## WORK INSTRUCTIONS
Reproduce every line of the material below word for word, changing nothing.

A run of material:
--------------------------------

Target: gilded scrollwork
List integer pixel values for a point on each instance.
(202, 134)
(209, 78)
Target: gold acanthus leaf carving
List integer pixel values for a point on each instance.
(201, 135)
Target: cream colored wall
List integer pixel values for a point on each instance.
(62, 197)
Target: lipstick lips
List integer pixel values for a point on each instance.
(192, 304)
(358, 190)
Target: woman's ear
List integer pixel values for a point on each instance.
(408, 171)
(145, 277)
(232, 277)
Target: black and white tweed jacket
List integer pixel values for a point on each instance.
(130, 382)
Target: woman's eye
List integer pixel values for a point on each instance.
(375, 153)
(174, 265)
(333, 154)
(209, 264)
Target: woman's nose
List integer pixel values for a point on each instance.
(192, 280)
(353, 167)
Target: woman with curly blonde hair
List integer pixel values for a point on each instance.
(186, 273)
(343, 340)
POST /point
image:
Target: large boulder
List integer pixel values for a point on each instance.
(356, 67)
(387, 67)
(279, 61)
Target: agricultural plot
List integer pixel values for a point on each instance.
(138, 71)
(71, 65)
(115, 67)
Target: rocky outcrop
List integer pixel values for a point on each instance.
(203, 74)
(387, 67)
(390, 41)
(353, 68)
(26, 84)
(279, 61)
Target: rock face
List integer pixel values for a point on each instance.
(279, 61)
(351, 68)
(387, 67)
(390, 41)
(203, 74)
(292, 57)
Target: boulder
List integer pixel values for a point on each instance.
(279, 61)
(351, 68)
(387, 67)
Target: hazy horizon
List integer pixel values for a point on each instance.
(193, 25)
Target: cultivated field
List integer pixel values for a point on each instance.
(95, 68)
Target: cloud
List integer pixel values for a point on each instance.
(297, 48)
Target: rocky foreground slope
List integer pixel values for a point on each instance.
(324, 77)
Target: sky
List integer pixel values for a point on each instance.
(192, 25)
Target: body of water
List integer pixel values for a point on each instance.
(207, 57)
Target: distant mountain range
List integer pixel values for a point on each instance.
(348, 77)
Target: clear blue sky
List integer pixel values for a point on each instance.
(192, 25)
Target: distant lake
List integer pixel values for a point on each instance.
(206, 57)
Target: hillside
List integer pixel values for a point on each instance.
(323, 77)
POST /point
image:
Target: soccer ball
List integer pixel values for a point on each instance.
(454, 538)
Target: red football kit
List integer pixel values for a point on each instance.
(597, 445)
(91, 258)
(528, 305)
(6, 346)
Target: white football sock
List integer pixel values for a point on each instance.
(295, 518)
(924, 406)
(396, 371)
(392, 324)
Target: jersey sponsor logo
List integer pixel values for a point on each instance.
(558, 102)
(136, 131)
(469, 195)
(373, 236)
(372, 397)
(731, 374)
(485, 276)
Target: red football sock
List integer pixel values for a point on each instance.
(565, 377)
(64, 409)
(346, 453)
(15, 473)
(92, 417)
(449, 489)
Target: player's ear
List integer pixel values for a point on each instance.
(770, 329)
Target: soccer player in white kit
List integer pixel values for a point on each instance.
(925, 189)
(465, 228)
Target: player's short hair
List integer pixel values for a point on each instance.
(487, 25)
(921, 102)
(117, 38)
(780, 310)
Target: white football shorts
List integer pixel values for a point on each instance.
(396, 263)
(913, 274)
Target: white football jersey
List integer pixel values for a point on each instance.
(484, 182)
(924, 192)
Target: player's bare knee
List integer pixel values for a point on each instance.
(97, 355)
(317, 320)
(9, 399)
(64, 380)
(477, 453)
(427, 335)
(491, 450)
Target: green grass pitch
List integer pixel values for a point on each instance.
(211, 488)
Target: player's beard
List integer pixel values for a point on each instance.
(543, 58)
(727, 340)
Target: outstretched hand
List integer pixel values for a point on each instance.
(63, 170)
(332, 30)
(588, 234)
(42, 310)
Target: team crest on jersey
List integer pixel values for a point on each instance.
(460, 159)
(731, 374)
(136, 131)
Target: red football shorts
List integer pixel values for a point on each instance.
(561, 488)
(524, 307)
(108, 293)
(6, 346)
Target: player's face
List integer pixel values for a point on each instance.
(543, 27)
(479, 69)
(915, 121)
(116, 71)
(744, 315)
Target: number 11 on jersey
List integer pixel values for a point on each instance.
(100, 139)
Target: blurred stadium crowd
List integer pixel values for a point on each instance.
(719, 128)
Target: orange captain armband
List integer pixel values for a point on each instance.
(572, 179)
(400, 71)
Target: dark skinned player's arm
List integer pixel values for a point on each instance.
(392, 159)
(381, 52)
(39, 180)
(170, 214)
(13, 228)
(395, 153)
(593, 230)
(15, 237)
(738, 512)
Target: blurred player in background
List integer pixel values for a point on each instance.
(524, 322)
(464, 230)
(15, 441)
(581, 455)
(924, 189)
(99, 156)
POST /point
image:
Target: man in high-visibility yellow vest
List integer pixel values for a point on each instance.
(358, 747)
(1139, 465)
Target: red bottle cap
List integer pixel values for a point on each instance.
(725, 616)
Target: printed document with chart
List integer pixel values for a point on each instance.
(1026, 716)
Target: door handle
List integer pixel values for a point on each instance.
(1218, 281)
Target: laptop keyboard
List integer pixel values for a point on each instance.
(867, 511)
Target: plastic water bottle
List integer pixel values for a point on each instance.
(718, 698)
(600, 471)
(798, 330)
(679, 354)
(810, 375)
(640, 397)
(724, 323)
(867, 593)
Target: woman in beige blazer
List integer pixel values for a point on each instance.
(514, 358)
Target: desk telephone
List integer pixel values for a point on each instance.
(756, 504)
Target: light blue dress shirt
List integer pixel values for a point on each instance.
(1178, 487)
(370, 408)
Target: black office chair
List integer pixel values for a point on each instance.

--------------------------------

## WRITTEN ANSWER
Target: gilded scrollwork
List integer pixel values for a point on each instance.
(202, 134)
(209, 78)
Target: gold acanthus leaf carving
List integer pixel values for a point on each instance.
(201, 135)
Target: cream colored wall
List integer pixel values for a point on each instance.
(62, 197)
Target: lipstick lips
List integer pixel values for a point on each instance.
(192, 304)
(358, 190)
Target: woman's ear
List integer pixel values for a point on each instance.
(408, 171)
(145, 277)
(232, 277)
Target: black and white tweed jacket
List integer pixel values for a point on each instance.
(130, 382)
Target: woman's eye
List integer pixel values for a point on each instance.
(375, 153)
(174, 265)
(333, 154)
(209, 264)
Target: woman's nose
List integer pixel values for a point on each instance.
(192, 280)
(353, 167)
Target: woman with curly blonde hair
List integer pixel values for a point on each instance.
(186, 273)
(343, 340)
POST /point
image:
Target: large boulder
List integer pixel values for a point on each instance.
(356, 67)
(387, 67)
(279, 61)
Target: agricultural plot
List integer pixel values for a point on each instance.
(138, 71)
(71, 65)
(115, 67)
Target: rocky outcrop
List integer pixel values for a point on each instance.
(203, 74)
(387, 67)
(390, 41)
(353, 68)
(26, 84)
(279, 61)
Target: rock face
List integer pixel values for a point on each instance.
(279, 61)
(351, 68)
(387, 67)
(390, 41)
(203, 74)
(292, 57)
Target: boulder
List integer pixel values for a point on each instance.
(279, 61)
(351, 68)
(387, 67)
Target: hazy horizon
List integer pixel values for a point on each instance.
(193, 25)
Target: cultivated field
List integer pixel values for a point on each instance.
(95, 68)
Target: cloud
List integer pixel values for a point on each instance.
(297, 48)
Target: rocky foreground slope
List integer pixel values for a point on each instance.
(324, 77)
Target: sky
List integer pixel values for a point on each instance.
(192, 25)
Target: body of water
List integer pixel values for a point on each instance.
(207, 57)
Target: distant mountain range
List integer pixel values for a point on each instance.
(348, 77)
Target: clear blue sky
List integer pixel values for a point on each instance.
(192, 25)
Target: distant lake
List integer pixel values for a point on each instance.
(206, 57)
Target: hillside
List integer pixel values for a point on each instance.
(323, 77)
POST /point
image:
Target: soccer ball
List integer pixel values for a point on each instance.
(454, 538)
Target: red football kit
List integer pixel values for a point on each instance.
(597, 445)
(91, 258)
(528, 305)
(6, 346)
Target: white football sock
List integer pixel values for a point on each instance.
(295, 518)
(924, 406)
(396, 371)
(392, 324)
Target: jersey sponsor logo
List integer pixel values for a point on each instance.
(558, 102)
(136, 131)
(469, 195)
(373, 236)
(372, 397)
(731, 374)
(485, 276)
Target: red football sock
List integer pixel values for a point on each instance.
(565, 377)
(64, 409)
(346, 453)
(15, 473)
(92, 417)
(449, 489)
Target: player's ear
List integer pixel values for a point on each instance.
(770, 329)
Target: soccer player in white kit
List integer pixel values for a point on each instance.
(925, 189)
(465, 228)
Target: player's short hair
List integer pixel values for a point on each instance.
(487, 25)
(921, 102)
(117, 38)
(780, 310)
Target: white football shorts
List integer pixel values for a point on each instance.
(396, 263)
(913, 274)
Target: white football jersey
List integer pixel values for a point on each instance.
(484, 182)
(924, 192)
Target: player's bare knee
List integer pixel values for a point on each instance.
(97, 355)
(317, 320)
(9, 399)
(64, 380)
(477, 453)
(427, 335)
(491, 450)
Target: green grass pitch
List integer pixel values for a point on each instance.
(211, 488)
Target: player's beard
List integer pixel values for a point on each instance.
(543, 58)
(727, 340)
Target: outstretched hand
List integer pixel values for a point on each instance.
(63, 170)
(332, 30)
(588, 234)
(42, 310)
Target: team crest on jersey
List integer pixel values for a point on each instance.
(460, 159)
(731, 374)
(136, 131)
Target: red football shorts
List integer pixel values for a point on each instance.
(561, 488)
(524, 307)
(108, 293)
(6, 346)
Target: player's face
List integer pixel values for a point on each instance.
(543, 27)
(479, 69)
(915, 121)
(116, 71)
(744, 315)
Target: number 11 on jersey
List integer pixel values for a point on each instance.
(100, 139)
Target: blurred stadium crowd
List integer pixel values for a point on each instance.
(719, 128)
Target: orange captain armband
List integer pixel values for a point on each instance.
(572, 179)
(400, 71)
Target: dark skinned player's arm
List integer pixel values for a point on each instance.
(392, 159)
(381, 52)
(39, 180)
(170, 214)
(13, 228)
(395, 153)
(593, 230)
(15, 237)
(738, 512)
Target: blurred player in background
List integer pixel values for a point on each instance.
(524, 322)
(464, 230)
(15, 441)
(581, 455)
(924, 189)
(99, 156)
POST /point
image:
Target: man in high-visibility yellow vest
List integer pixel values for a point on each instance.
(358, 747)
(1139, 465)
Target: red bottle cap
List integer pixel values for a point on each instance.
(725, 616)
Target: printed document with chart
List integer pixel values for a point on each instance.
(1026, 716)
Target: door handle
List integer pixel values for a point on each instance.
(1218, 281)
Target: laptop keyboard
List integer pixel values for a point on each instance.
(867, 511)
Target: plastic water bottle
List integer pixel values for a point on each instance.
(718, 698)
(600, 471)
(798, 330)
(679, 354)
(810, 375)
(640, 397)
(724, 323)
(867, 593)
Target: woman in beige blazer
List integer pixel values for a point on each instance.
(514, 358)
Target: desk telephone
List integer pixel values for a point on each instance.
(756, 504)
Target: light blue dress shirt
List integer pixel values for a point on each instance.
(1178, 487)
(370, 408)
Target: black office chair
List integer pixel values for a point on each instance.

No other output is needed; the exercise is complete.